_Il brano_
== == ==

Rispetto a quelli scritti in passato, il programma elettorale non richiama alle cose facce precedentemente al suo governo, ma si struttura in ventitré punti chiave, che a loro volta si suddividono in sottogruppi.

Istituzioni e costi politica:

  • Il più grande sogno è quello di eliminare la carica del Presidente della Repubblica, per lui più un ostacolo che un aiuto e “colpevole” di averlo fatto cadere. Viene proposta la sua elezione diretta e che fonda in lui i poteri del Presidente del Consiglio. La Lega ripresenta quella che fu la sua proposta d’Italia, bocciata dal referendum costituzionale del 2009: riforma del sistema bicamerale con Senato federale. Altro loro cavallo di battaglia è la semplificazione della legislazione, benché l’esperienza Calderoli non sia stata coronata da grandi risultati.
    La Lega Nord comunque propone il presidenzialismo in chiave più moderata, soprattutto perché il “Rafforzamento dei poteri del Governo” (come è enunciato al secondo punto del programma) rischia di stridere con la richiesta di autonomia amministrativa, oltre che economica, delle entità regionali e locali.
  • La riduzione dei costi avverrebbe tramite la riduzione del numero dei parlamentari, l’ennesima riforma per l’eliminazione delle provincie e l’abolizione del finanziamento pubblico ai partiti. Inoltre, la Lega Nord propone un “Dimezzamento dei costi della politica”, anche se non viene specificato entro quali termini. Per controbilanciare le grosse perdite “politiche” a livello locale, ci sarebbe l’abiura del Patto di stabilità per gli enti locali (nonostante l’opinione contraria di Giulio Tremonti e della sua lista coalizzata con la Lega). Le regioni vedrebbero un loro accorpamento e vedrebbero i loro budget stimati sulla base del territorio più parsimonioso a livello di spese per unità, ma come ben immaginiamo qui i parlamentari meridionali, ma non solo loro, costituiranno un grosso ostacolo per lo sviluppo, e ciò porterà inevitabilmente ad uno scontro in sede di attuazione.

== == ==

_Informazioni estratte_
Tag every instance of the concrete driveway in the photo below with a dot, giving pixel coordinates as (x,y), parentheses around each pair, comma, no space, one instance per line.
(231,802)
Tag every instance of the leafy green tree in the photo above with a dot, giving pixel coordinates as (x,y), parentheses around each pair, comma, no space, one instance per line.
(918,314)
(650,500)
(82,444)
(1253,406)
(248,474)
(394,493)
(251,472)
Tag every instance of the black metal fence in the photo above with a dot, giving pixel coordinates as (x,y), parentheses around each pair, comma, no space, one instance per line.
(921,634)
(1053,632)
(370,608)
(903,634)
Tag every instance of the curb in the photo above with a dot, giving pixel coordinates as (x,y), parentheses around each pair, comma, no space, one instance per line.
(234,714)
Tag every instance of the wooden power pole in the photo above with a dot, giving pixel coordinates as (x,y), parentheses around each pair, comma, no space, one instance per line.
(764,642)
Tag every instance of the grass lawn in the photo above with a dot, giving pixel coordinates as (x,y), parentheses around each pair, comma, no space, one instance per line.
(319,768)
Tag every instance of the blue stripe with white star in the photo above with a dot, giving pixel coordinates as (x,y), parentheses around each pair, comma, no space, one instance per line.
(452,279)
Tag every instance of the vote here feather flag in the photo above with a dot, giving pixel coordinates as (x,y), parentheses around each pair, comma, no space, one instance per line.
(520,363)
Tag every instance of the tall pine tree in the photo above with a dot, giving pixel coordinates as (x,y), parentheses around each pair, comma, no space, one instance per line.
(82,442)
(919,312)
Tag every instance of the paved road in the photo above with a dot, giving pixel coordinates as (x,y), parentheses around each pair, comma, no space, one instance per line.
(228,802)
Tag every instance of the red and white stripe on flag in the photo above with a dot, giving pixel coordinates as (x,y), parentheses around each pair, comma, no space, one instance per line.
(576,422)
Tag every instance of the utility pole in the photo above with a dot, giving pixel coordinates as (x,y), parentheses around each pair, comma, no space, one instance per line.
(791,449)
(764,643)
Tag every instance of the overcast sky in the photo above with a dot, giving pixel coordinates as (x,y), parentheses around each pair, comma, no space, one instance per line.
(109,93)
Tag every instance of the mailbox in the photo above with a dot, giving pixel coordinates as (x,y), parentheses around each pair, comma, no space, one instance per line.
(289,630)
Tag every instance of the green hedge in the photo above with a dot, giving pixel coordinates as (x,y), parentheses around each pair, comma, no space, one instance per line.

== == ==

_Problemi_
1. Secondo il brano, in quanti punti chiave si struttura il programma elettorale?
2. Riscrivi la parte del brano che si apre con le parole contenenti "La Lega Nord comunque" e si chiude con "regionali e locali.", sostituendo "presidenzialismo" con "semipresidenzialismo".

_Le risposte_
1. In ventitré punti chiave.

2.
La Lega Nord comunque propone il semipresidenzialismo in chiave più moderata, soprattutto perché il “Rafforzamento dei poteri del Governo” (come è enunciato al secondo punto del programma) rischia di stridere con la richiesta di autonomia amministrativa, oltre che economica, delle entità regionali e locali.